Records supplied:
= = = =

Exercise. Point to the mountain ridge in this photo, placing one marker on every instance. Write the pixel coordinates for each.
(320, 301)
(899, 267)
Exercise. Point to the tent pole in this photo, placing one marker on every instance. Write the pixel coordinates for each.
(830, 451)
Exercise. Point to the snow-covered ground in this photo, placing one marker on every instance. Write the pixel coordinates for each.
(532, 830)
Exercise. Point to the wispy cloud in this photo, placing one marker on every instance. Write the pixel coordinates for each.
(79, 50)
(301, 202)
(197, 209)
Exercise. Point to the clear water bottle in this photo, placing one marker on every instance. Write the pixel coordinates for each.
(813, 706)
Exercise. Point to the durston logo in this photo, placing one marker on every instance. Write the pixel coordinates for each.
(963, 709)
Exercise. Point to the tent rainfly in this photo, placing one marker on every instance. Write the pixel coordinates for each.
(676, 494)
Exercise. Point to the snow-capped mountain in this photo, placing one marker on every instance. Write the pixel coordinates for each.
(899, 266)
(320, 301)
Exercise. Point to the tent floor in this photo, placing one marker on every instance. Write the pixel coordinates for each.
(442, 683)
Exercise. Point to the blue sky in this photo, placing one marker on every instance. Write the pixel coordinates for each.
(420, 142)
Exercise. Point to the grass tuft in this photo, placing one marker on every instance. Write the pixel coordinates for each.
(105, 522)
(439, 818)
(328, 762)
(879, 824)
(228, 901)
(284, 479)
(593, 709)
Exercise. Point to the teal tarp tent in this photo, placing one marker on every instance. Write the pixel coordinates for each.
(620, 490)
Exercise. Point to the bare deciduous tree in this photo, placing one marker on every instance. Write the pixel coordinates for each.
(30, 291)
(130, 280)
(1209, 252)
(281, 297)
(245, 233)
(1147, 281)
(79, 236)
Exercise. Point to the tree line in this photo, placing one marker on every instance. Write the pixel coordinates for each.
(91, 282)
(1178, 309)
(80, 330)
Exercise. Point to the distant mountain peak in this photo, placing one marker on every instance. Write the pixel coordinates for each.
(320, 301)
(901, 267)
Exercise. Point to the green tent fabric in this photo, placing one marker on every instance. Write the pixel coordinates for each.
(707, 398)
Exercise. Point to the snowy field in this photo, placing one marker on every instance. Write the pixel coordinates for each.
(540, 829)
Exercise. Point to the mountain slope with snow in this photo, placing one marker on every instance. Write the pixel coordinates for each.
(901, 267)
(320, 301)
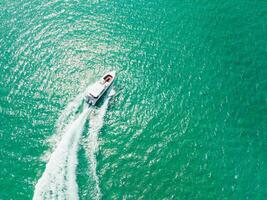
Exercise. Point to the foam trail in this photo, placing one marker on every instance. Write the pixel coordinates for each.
(59, 180)
(67, 115)
(91, 144)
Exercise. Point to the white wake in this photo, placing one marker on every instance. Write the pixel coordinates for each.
(58, 181)
(91, 143)
(59, 178)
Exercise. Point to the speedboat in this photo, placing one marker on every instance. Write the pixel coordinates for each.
(97, 90)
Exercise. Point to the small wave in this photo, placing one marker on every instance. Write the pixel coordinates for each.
(91, 144)
(59, 179)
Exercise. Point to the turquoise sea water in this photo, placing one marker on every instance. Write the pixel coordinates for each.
(189, 120)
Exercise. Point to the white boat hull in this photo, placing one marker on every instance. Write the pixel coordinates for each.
(99, 88)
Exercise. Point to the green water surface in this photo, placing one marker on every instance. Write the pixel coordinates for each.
(191, 119)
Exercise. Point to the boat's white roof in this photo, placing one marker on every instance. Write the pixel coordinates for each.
(96, 89)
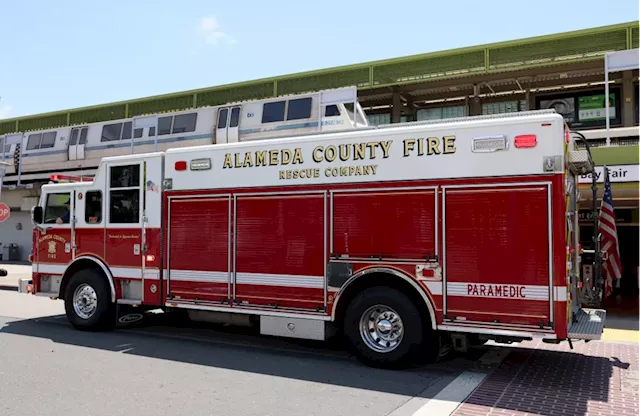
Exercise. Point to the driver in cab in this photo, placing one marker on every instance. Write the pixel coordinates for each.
(64, 218)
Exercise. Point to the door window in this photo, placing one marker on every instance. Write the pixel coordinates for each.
(124, 194)
(58, 208)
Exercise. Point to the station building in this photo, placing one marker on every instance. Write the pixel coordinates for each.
(563, 71)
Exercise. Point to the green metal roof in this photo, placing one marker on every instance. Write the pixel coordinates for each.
(561, 48)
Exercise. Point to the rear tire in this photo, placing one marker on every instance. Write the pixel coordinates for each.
(384, 328)
(87, 301)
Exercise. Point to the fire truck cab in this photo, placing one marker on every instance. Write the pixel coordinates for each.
(403, 238)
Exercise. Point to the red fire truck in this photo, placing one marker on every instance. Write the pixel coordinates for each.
(402, 238)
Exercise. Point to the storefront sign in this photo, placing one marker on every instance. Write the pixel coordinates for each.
(617, 173)
(623, 216)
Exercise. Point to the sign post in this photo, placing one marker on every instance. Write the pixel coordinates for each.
(626, 60)
(3, 169)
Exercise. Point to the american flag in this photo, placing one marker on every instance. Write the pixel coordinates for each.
(611, 266)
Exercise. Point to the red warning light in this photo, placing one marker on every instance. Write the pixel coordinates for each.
(525, 141)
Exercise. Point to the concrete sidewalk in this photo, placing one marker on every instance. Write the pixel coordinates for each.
(16, 271)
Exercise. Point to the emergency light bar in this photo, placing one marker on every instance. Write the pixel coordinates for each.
(70, 178)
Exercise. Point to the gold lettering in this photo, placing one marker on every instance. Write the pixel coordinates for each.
(286, 156)
(227, 161)
(330, 153)
(261, 158)
(247, 160)
(273, 157)
(345, 152)
(385, 148)
(433, 145)
(449, 144)
(372, 149)
(408, 146)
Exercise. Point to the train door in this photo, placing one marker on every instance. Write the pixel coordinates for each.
(77, 141)
(227, 126)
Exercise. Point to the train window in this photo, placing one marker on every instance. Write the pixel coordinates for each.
(111, 132)
(34, 141)
(126, 131)
(164, 125)
(222, 118)
(124, 195)
(83, 135)
(74, 137)
(93, 207)
(48, 139)
(184, 123)
(272, 112)
(331, 111)
(235, 117)
(299, 108)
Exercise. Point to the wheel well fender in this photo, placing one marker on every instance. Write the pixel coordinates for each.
(87, 262)
(382, 276)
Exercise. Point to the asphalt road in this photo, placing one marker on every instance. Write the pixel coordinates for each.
(48, 368)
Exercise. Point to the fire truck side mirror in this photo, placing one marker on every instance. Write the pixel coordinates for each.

= = = =

What you will do:
Rewrite all of the records above, changing every "pixel coordinates" to "x and y coordinates" and leaving the rest of the wording as it is. Do not include the pictures in your answer.

Solution for this task:
Exercise. Point to the mountain ridge in this photo, placing one marker on every instance. Write the x and y coordinates for each.
(320, 301)
(899, 267)
Exercise. Point to the tent pole in this photo, placing one marker on every instance. Write the x and y coordinates for each.
(830, 451)
Exercise. Point to the snow-covered ground in this photo, placing one marker on every instance. Write the x and y coordinates for each.
(532, 830)
Exercise. Point to the wispy cloud in this photo, placing one marker on every instance. Write the x and y coordinates for each.
(79, 50)
(301, 202)
(197, 209)
Exercise. Point to the clear water bottle in this photo, placing one marker on every instance. Write the x and y coordinates for each.
(813, 706)
Exercise. Point to the durston logo in this photo, placing one marker on every instance. Write the x and y coordinates for each.
(963, 709)
Exercise. Point to the tent rainfly in this photo, placing one marker on every instance. Write the x and y coordinates for each.
(676, 494)
Exercise. Point to the snow-capped mountain in this photo, placing one marker on every instance. Write the x and y coordinates for each.
(899, 266)
(320, 301)
Exercise. Point to the tent floor in this photo, placing one marker on every instance. Write the x and y coordinates for each.
(442, 683)
Exercise. Point to the blue sky in this photo, placing one marker on every instance. Write the x and y coordinates for each.
(420, 142)
Exercise. Point to the grass tuft in this photo, placing one marker on every instance. Write the x and y coordinates for each.
(105, 522)
(439, 818)
(328, 762)
(879, 824)
(228, 901)
(284, 479)
(593, 709)
Exercise. Point to the teal tarp tent in this photo, placing one marker on every instance. Write the x and y coordinates for each.
(620, 490)
Exercise. Point to the bare deciduous tree in this photo, placing one marker on every instance. Write the x and y coordinates for each.
(30, 291)
(130, 280)
(1209, 252)
(281, 297)
(245, 233)
(1147, 281)
(79, 236)
Exercise. Point to the tree line in this photo, placing one marker on every instance. Write the x and y coordinates for each.
(91, 282)
(1178, 309)
(80, 330)
Exercise. Point to the distant mountain peak in this photo, placing one marker on every instance. Write the x and y coordinates for each.
(320, 301)
(901, 267)
Exercise. Point to the green tent fabric in this photo, placing one marker on every instance. Write the x and y coordinates for each.
(707, 398)
Exercise. Point to the snowy field in this photo, placing one marker on every instance. Write the x and y coordinates for each.
(540, 829)
Exercise. Point to the mountain slope with snow in this photo, placing one marker on every instance. Write the x and y coordinates for each.
(901, 267)
(320, 301)
Exercise. Point to the foam trail in this photo, placing one marker on every instance. Write the x and y coordinates for each.
(59, 180)
(67, 115)
(91, 144)
Exercise. Point to the white wake in this photo, placing one marker on every instance. Write the x and y coordinates for each.
(58, 181)
(91, 143)
(59, 178)
Exercise. Point to the speedboat in this photo, placing one marker on every instance. Write the x and y coordinates for each.
(97, 90)
Exercise. Point to the small wave in this photo, placing one marker on every instance. Write the x and y coordinates for each.
(91, 144)
(59, 179)
Exercise. Point to the turquoise sea water in this photo, placing one marker on every instance. Write the x and y coordinates for each.
(189, 120)
Exercise. Point to the white boat hull in this photo, placing one marker on every instance. Write the x and y coordinates for each.
(99, 88)
Exercise. Point to the green water surface in this photo, placing one marker on every instance. Write the x and y coordinates for each.
(191, 119)
Exercise. Point to the boat's white roof in this photo, placing one marker on every instance. Write the x and y coordinates for each.
(96, 89)
Exercise. Point to the driver in cab in this photo, placing one marker on every instance. Write the x and y coordinates for each.
(64, 218)
Exercise. Point to the door window in this photo, placing one marker on every instance. Write the x and y coordinates for each.
(124, 194)
(58, 208)
Exercise. Point to the station building in this photo, placing one marker on every instance. Write the x and y coordinates for each.
(563, 71)
Exercise. Point to the green metal roof in this photo, placing one marker on every instance. Write the x and y coordinates for each.
(561, 48)
Exercise. Point to the rear tire in this photo, placing one marker on every instance. Write the x and y coordinates for each.
(384, 328)
(87, 301)
Exercise. Point to the fire truck cab in this photo, placing one marker on every instance. Write the x and y coordinates for each.
(403, 238)
Exercise. Point to the red fire truck in this photo, placing one marker on every instance. Write the x and y coordinates for each.
(402, 238)
Exercise. Point to the storefront sign in this photo, placing one marker on every instance. Write the x and y coordinates for each.
(617, 173)
(623, 216)
Exercise. Point to the sign post in this photo, placing one marker on every instance. Write the x and y coordinates for each.
(626, 60)
(3, 169)
Exercise. Point to the american flag in this photo, placing one marker on every instance. Write the x and y coordinates for each.
(611, 266)
Exercise. Point to the red warning light in this photo, placing one marker on every instance. Write the x and y coordinates for each.
(525, 141)
Exercise. Point to the concrete sidewalk in this photo, placing one marker on every instance. Write the x and y coordinates for each.
(16, 271)
Exercise. Point to the emergency light bar in this photo, placing one marker on every instance. Write the x and y coordinates for each.
(70, 178)
Exercise. Point to the gold lettering in this photo, placing one marker on every instance. Write the x and y coordinates for each.
(286, 156)
(227, 161)
(330, 153)
(261, 158)
(247, 160)
(273, 157)
(345, 152)
(385, 148)
(433, 145)
(449, 144)
(372, 149)
(408, 146)
Exercise. Point to the train door in this photo, placing one marker on every instance. Write the x and y coordinates for each.
(77, 141)
(227, 126)
Exercise. Point to the train window in this photo, placing one marker on every instance. Write the x and y coordinates for each.
(111, 132)
(34, 141)
(126, 131)
(164, 125)
(222, 118)
(124, 195)
(83, 135)
(74, 137)
(93, 207)
(48, 139)
(184, 123)
(272, 112)
(331, 111)
(235, 117)
(299, 108)
Exercise. Point to the wheel well fender in this photo, placing one marker on every instance. Write the x and y coordinates for each.
(87, 262)
(382, 276)
Exercise. Point to the asphalt road in this photo, placing one marker on every instance. Write the x and y coordinates for each.
(48, 368)
Exercise. Point to the fire truck side mirror in this photo, placing one marker on every instance. Write the x and y coordinates for each.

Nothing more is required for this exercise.